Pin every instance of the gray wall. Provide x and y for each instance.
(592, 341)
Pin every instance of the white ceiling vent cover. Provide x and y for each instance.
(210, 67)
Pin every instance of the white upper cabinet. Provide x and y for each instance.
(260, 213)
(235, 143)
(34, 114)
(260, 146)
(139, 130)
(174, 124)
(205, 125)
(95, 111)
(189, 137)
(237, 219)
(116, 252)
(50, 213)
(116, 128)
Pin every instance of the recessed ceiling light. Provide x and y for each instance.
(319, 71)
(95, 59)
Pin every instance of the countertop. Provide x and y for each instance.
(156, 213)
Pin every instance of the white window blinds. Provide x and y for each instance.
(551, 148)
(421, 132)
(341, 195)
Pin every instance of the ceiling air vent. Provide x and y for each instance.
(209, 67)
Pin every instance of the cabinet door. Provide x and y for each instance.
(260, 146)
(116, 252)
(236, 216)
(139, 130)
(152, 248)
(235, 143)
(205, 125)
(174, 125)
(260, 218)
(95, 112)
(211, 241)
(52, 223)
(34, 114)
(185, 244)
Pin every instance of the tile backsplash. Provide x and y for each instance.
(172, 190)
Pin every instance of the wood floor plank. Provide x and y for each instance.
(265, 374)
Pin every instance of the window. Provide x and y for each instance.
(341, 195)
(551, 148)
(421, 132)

****************

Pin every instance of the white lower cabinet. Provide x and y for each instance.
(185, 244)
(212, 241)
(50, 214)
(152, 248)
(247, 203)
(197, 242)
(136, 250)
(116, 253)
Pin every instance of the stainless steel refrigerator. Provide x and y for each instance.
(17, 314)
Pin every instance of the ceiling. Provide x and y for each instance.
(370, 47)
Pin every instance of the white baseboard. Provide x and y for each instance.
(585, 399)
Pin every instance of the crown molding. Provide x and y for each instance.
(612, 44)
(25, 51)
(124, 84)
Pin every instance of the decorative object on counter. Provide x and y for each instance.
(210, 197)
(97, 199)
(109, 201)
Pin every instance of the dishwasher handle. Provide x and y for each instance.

****************

Exercise brief
Take from the material above the lines running from the one with "Pin every instance of the stainless" through the one with "Pin every instance of the dishwasher", and repeat them exactly, with nothing else.

Expected answer
Pin every instance of the stainless steel refrigerator. Provide x and y for each instance.
(17, 314)
Pin every instance of the ceiling. Provide x and y for each instance.
(370, 47)
Pin every instance of the white baseboard. Provide x and y for each instance.
(585, 399)
Pin every instance of the crown molding. Provide x and y for each instance.
(612, 44)
(25, 51)
(124, 84)
Pin every instance of the decorative object on counter. Provide x and y for each instance.
(210, 197)
(97, 199)
(109, 201)
Pin every instance of the dishwasher handle. Provide x and y for each instance.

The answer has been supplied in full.